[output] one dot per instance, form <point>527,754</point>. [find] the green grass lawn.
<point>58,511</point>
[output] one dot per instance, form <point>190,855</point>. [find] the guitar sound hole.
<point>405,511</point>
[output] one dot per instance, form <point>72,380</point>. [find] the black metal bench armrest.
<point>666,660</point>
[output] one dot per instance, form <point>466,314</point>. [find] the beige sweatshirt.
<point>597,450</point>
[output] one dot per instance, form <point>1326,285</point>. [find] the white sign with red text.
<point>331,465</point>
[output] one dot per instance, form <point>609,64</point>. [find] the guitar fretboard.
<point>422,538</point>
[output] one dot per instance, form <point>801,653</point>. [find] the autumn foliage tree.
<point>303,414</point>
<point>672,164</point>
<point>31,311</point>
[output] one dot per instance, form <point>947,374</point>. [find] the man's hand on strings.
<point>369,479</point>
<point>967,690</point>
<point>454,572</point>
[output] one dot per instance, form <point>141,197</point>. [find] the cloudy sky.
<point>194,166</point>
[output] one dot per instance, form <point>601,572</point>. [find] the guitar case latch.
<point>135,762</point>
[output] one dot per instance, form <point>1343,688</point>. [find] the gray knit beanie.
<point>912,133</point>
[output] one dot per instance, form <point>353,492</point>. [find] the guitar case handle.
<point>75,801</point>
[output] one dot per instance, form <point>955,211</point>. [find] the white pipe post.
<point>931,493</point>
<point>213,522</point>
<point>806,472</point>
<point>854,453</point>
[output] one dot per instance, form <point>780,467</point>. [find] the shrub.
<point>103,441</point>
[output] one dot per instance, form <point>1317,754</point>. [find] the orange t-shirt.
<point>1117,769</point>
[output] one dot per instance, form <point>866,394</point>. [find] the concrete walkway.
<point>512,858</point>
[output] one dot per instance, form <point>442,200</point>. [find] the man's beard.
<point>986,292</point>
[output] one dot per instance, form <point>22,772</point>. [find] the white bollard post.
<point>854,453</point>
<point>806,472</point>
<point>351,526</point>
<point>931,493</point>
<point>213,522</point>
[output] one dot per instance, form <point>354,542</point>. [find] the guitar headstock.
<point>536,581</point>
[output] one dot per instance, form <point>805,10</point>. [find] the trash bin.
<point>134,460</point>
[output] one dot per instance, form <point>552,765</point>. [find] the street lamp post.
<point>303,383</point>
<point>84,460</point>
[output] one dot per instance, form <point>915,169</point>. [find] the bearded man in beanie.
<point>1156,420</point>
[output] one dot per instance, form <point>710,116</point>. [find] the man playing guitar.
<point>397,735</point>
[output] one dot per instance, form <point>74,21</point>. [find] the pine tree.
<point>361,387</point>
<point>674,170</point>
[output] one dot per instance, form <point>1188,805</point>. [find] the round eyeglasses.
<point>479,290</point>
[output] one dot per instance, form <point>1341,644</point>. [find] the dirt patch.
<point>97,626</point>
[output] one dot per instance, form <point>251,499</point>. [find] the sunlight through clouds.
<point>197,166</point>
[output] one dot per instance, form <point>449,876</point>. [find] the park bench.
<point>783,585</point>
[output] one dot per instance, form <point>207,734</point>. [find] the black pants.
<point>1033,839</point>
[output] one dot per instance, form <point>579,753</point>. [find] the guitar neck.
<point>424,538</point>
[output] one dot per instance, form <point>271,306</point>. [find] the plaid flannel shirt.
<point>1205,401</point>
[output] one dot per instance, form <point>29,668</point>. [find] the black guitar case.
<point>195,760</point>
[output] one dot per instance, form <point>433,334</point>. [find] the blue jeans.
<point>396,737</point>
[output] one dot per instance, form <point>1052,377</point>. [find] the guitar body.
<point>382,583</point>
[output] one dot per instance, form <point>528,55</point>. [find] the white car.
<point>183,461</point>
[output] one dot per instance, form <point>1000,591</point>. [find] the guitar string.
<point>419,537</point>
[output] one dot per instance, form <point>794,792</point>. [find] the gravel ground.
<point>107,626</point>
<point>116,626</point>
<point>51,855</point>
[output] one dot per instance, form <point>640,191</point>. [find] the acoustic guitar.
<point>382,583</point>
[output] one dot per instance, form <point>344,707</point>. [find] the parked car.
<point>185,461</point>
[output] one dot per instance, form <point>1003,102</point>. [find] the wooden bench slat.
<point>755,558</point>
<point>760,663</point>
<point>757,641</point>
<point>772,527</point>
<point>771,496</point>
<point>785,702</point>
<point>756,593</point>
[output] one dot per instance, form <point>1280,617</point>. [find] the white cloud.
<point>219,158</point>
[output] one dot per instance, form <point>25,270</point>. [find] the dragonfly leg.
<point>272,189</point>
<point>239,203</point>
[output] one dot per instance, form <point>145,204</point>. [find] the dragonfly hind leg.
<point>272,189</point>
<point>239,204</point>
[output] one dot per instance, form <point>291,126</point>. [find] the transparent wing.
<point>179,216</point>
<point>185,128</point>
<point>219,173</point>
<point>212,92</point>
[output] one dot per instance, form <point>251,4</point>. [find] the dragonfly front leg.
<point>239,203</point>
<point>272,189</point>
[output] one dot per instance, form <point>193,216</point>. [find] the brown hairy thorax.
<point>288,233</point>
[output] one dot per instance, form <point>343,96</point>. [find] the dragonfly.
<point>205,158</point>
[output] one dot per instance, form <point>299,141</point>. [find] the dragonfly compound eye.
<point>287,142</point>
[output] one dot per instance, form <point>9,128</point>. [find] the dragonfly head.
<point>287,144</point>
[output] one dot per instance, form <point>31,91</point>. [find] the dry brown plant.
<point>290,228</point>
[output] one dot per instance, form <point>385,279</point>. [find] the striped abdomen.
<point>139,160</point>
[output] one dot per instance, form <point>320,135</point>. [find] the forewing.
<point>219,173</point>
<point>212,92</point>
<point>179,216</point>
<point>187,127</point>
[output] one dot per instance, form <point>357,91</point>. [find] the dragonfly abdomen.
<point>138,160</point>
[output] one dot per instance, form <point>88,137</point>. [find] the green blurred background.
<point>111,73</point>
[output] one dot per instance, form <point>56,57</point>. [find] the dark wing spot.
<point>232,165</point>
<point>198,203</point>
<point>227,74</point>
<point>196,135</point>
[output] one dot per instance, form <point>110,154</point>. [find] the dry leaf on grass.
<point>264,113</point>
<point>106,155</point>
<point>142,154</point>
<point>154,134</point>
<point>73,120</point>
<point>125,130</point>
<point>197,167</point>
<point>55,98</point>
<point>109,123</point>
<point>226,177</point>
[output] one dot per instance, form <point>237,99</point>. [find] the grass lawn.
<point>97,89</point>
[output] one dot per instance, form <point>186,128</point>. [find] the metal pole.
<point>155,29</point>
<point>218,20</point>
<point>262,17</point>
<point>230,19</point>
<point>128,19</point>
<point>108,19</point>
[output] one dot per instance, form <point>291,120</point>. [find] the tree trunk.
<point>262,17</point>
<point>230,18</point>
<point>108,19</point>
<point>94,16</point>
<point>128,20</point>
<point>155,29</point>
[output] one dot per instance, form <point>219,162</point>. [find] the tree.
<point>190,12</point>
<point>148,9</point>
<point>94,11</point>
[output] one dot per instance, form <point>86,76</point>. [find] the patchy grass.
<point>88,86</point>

═══

[DIRECTIONS]
Set down every one of the lines above word for word, with nothing added, dropped, or changed.

[CORRECT RESPONSE]
[output] one dot per instance, form <point>527,754</point>. [find] the green grass lawn.
<point>58,511</point>
[output] one dot per instance, form <point>190,855</point>. [find] the guitar sound hole.
<point>405,511</point>
[output] one dot per instance, form <point>72,380</point>. [find] the black metal bench armrest.
<point>666,660</point>
[output] one dot per instance, form <point>466,314</point>. [find] the beige sweatshirt.
<point>597,450</point>
[output] one dot per instance, form <point>1326,285</point>. [find] the white sign with red text.
<point>331,465</point>
[output] one dot per instance, form <point>609,64</point>. [find] the guitar fretboard.
<point>422,538</point>
[output] one dot per instance, form <point>801,653</point>. [find] the autumn foliage tree.
<point>303,414</point>
<point>672,164</point>
<point>31,311</point>
[output] one dot per instance, form <point>947,374</point>. [find] the man's hand on strings.
<point>369,479</point>
<point>967,690</point>
<point>454,572</point>
[output] one dot per instance, form <point>141,197</point>. [find] the cloudy sky.
<point>194,166</point>
[output] one dot per instance, form <point>601,572</point>. [find] the guitar case latch.
<point>135,762</point>
[output] one dot per instance, form <point>1343,688</point>. [find] the gray knit beanie.
<point>912,133</point>
[output] one dot per instance, form <point>353,492</point>. [find] the guitar case handle.
<point>75,801</point>
[output] one dot per instance, form <point>955,211</point>. [find] the white pipe post.
<point>931,493</point>
<point>213,522</point>
<point>806,472</point>
<point>854,453</point>
[output] one dot per instance, form <point>780,467</point>. [find] the shrub.
<point>103,441</point>
[output] one dot per instance, form <point>1317,754</point>. [find] the orange t-shirt.
<point>1117,769</point>
[output] one dot per instance, form <point>866,394</point>. [find] the concrete walkway.
<point>512,858</point>
[output] one dot per instance, form <point>442,200</point>. [find] the man's beard.
<point>986,292</point>
[output] one dot per instance, form <point>22,772</point>. [find] the white bollard post.
<point>854,453</point>
<point>806,472</point>
<point>351,526</point>
<point>931,493</point>
<point>213,522</point>
[output] one dot per instance, form <point>354,542</point>. [find] the guitar headstock.
<point>536,581</point>
[output] one dot per instance, form <point>805,10</point>. [find] the trash bin.
<point>134,460</point>
[output] one dot per instance, form <point>552,765</point>. [find] the street lamp post.
<point>303,383</point>
<point>84,460</point>
[output] one dot per instance, form <point>915,169</point>. [find] the bearded man in beanie.
<point>1156,420</point>
[output] one dot per instance, form <point>710,116</point>. [find] the man playing guitar.
<point>397,735</point>
[output] one dot per instance, form <point>74,21</point>. [find] the pine tree.
<point>361,387</point>
<point>674,170</point>
[output] one dot per instance, form <point>1188,805</point>. [find] the round eyeglasses.
<point>479,290</point>
[output] one dot per instance, form <point>1341,644</point>. [find] the dirt patch.
<point>97,626</point>
[output] one dot per instance, form <point>251,499</point>. [find] the sunlight through clouds.
<point>197,166</point>
[output] one dot per instance, form <point>449,876</point>. [find] the park bench.
<point>783,585</point>
[output] one dot per instance, form <point>207,734</point>. [find] the black pants.
<point>1033,839</point>
[output] one dot per instance, form <point>579,753</point>. [find] the guitar neck.
<point>424,538</point>
[output] one dot per instance, form <point>271,306</point>. [find] the plaid flannel shirt.
<point>1205,401</point>
[output] one dot per instance, form <point>29,668</point>. [find] the black guitar case.
<point>195,760</point>
[output] one dot per instance, form <point>433,334</point>. [find] the blue jeans.
<point>396,737</point>
[output] one dot per instance, form <point>1052,377</point>. [find] the guitar body.
<point>382,583</point>
[output] one dot per instance, form <point>528,55</point>. [find] the white car.
<point>183,461</point>
[output] one dot per instance, form <point>1000,591</point>. [find] the guitar string.
<point>419,537</point>
[output] one dot per instance, form <point>794,792</point>. [find] the gravel ground.
<point>107,626</point>
<point>116,626</point>
<point>51,855</point>
[output] one dot per instance, form <point>640,191</point>. [find] the acoustic guitar.
<point>382,583</point>
[output] one dot per instance, form <point>344,707</point>. [find] the parked car.
<point>185,461</point>
[output] one dot per instance, form <point>1003,102</point>. [find] the wooden bench slat.
<point>755,558</point>
<point>760,663</point>
<point>757,641</point>
<point>772,527</point>
<point>771,496</point>
<point>785,702</point>
<point>756,593</point>
[output] one dot per instance, form <point>1280,617</point>. [find] the white cloud.
<point>219,158</point>
[output] one dot per instance, form <point>25,270</point>. [find] the dragonfly leg.
<point>272,189</point>
<point>239,203</point>
[output] one dot per instance, form <point>145,204</point>. [find] the dragonfly hind leg.
<point>272,189</point>
<point>239,204</point>
[output] one dot per instance, form <point>291,126</point>. [find] the transparent wing.
<point>179,216</point>
<point>185,128</point>
<point>219,173</point>
<point>212,92</point>
[output] one dot per instance, form <point>251,4</point>. [find] the dragonfly front leg.
<point>239,203</point>
<point>272,189</point>
[output] one dot per instance, form <point>193,216</point>. [find] the brown hairy thorax.
<point>288,233</point>
[output] one dot per instance, form <point>343,96</point>. [find] the dragonfly.
<point>205,158</point>
[output] one dot per instance, form <point>299,141</point>. [find] the dragonfly compound eye.
<point>287,142</point>
[output] one dot per instance, form <point>9,128</point>. [find] the dragonfly head.
<point>287,144</point>
[output] one dot per instance, form <point>31,91</point>. [find] the dry brown plant.
<point>290,228</point>
[output] one dot per instance, form <point>385,279</point>. [find] the striped abdomen.
<point>139,160</point>
[output] one dot per instance, form <point>320,135</point>. [find] the forewing.
<point>219,173</point>
<point>212,92</point>
<point>179,216</point>
<point>187,127</point>
[output] one dot per instance, form <point>357,91</point>. [find] the dragonfly abdomen.
<point>138,160</point>
[output] one dot per instance, form <point>88,137</point>. [find] the green blurred background.
<point>111,73</point>
[output] one dot per instance, form <point>56,57</point>. [find] the dark wing spot.
<point>232,165</point>
<point>198,203</point>
<point>227,74</point>
<point>196,135</point>
[output] one dot per instance, form <point>110,154</point>. [find] the dry leaf on grass.
<point>264,113</point>
<point>106,155</point>
<point>142,154</point>
<point>154,134</point>
<point>73,120</point>
<point>125,130</point>
<point>197,167</point>
<point>55,98</point>
<point>109,123</point>
<point>226,177</point>
[output] one dot per instance, form <point>237,99</point>. [find] the grass lawn.
<point>97,89</point>
[output] one dot per instance, form <point>186,128</point>. [find] the metal pole.
<point>155,29</point>
<point>218,20</point>
<point>262,17</point>
<point>230,19</point>
<point>128,19</point>
<point>108,19</point>
[output] one dot per instance, form <point>291,120</point>. [find] the tree trunk.
<point>262,17</point>
<point>230,18</point>
<point>108,19</point>
<point>94,16</point>
<point>128,20</point>
<point>155,29</point>
[output] one dot per instance, form <point>219,162</point>. [find] the tree.
<point>190,12</point>
<point>148,9</point>
<point>94,11</point>
[output] one dot per instance, form <point>86,76</point>. [find] the patchy grass.
<point>88,86</point>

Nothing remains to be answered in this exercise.